* EXTRAIT DU TEXTE

(Addis Abeba) Le chef d’état-major de l’armée éthiopienne et un dirigeant régional ont été tués lors d’une « tentative de coup d’État » contre le gouvernement d’un grand État du nord-ouest, des violences qui illustrent l’instabilité de ce pays que le premier ministre tente de réformer.

En uniforme militaire, le chef du gouvernement de ce pays clé de la Corne de l’Afrique, Abiy Ahmed, est apparu à la télévision dans la nuit de samedi à dimanche pour dénoncer les troubles. Face à ceux qui « font taire, tuent et revendiquent le pouvoir en faisant couler le sang », il a prévenu que les Ethiopiens « n’acceptent pas les régimes totalitaires ».

Samedi après-midi, « une tentative orchestrée de coup d’État s’est produite contre l’exécutif du gouvernement régional de l’Amhara », une des neuf régions autonomes d’Ethiopie, a déclaré dans un communiqué le bureau du premier ministre.

Le président de la région, Ambachew Mekonnen, et un de ses conseillers « ont succombé aux blessures » infligées lors de l’attaque, selon la même source. Un autre haut responsable régional a été grièvement blessé.

D’après un journaliste présent à Bahir Dar, la capitale régionale de l’Amhara, deuxième région la plus peuplée du pays, des coups de feu y ont été entendus plusieurs heures durant.

* OBJECTIFS
1 - Recopiez le passage de l'article sur la tentative de coup d'État en Éthiopie qui va de « Le président de » à « plusieurs heures durant. », ces deux bornes comprises.
2 - Poursuivez l'article sur la tentative de coup d'État en Éthiopie à partir de sa dernière phrase.
La liste qui suit ne joue aucun rôle dans ce travail.

* DONNÉES FOURNIES
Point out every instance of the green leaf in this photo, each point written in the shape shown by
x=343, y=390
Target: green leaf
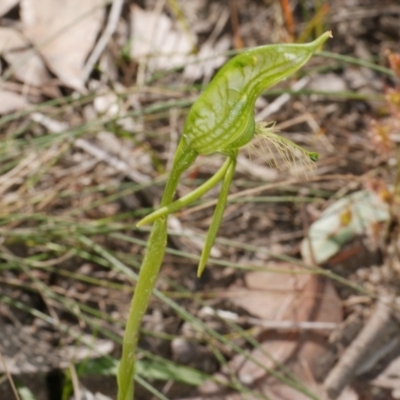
x=222, y=118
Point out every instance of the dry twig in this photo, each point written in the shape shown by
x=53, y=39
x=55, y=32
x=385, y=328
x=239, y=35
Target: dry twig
x=360, y=349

* RÉPONSES ATTENDUES
1 -
Le président de la région, Ambachew Mekonnen, et un de ses conseillers « ont succombé aux blessures » infligées lors de l’attaque, selon la même source. Un autre haut responsable régional a été grièvement blessé.

D’après un journaliste présent à Bahir Dar, la capitale régionale de l’Amhara, deuxième région la plus peuplée du pays, des coups de feu y ont été entendus plusieurs heures durant.

2 -
Les autorités ont accusé le chef de la sécurité de l’Amhara, le général Asaminew Tsige, d’être derrière l’attaque. Arrêté pour un présumé complot remontant à 2009,  amnistié et libéré en 2018, il est toujours en fuite, selon plusieurs sources.

« Anarchie »

Les troubles ont aussi frappé Addis Abeba, la capitale fédérale.

« Plusieurs heures après, dans ce qui semble une attaque coordonnée », le chef d’état-major des forces armées éthiopiennes, le général Seare Mekonnen, a été tué par son garde du corps à son domicile d’Addis Abeba, ont ajouté les services du premier ministre. Un général à la retraite qui lui rendait visite a également été abattu.

Le garde du corps a été arrêté, de même que de nombreux participants à l’attaque contre le gouvernement de l’Amhara, selon les autorités.  

A Addis Abeba, une forte présence policière était visible dimanche aux abords du domicile du général Seare. Des habitants, certains vêtus de noir, allaient et venaient sur la route menant à sa maison pour lui rendre hommage.

Un gardien de parking a indiqué avoir entendu des coups de feu dans la résidence pendant dix minutes à 21 h locales samedi, avant l’arrivée des forces de sécurité.

« J’ai demandé à l’un des officiers ce qui s’était passé et il m’a dit que le général avait été tué, puis tout le monde a commencé à crier », a-t-il raconté à l’AFP.

Gedrekiristos Tessaye, 30 ans, est venu rendre hommage au général Seare. « Je suis tellement préoccupé, je veux que l’Ethiopie soit un ambassadeur de la paix et de la démocratie mais ce genre d’événement montre que nous allons vers l’anarchie ».

Ailleurs dans la capitale, ce dimanche a semblé normal, avec magasins et restaurants ouverts. Un important dispositif de sécurité entourait cependant les bureaux de M. Abiy.

Selon le bureau du premier ministre, la situation dans la région d’Amhara est redevenue « totalement sous contrôle ».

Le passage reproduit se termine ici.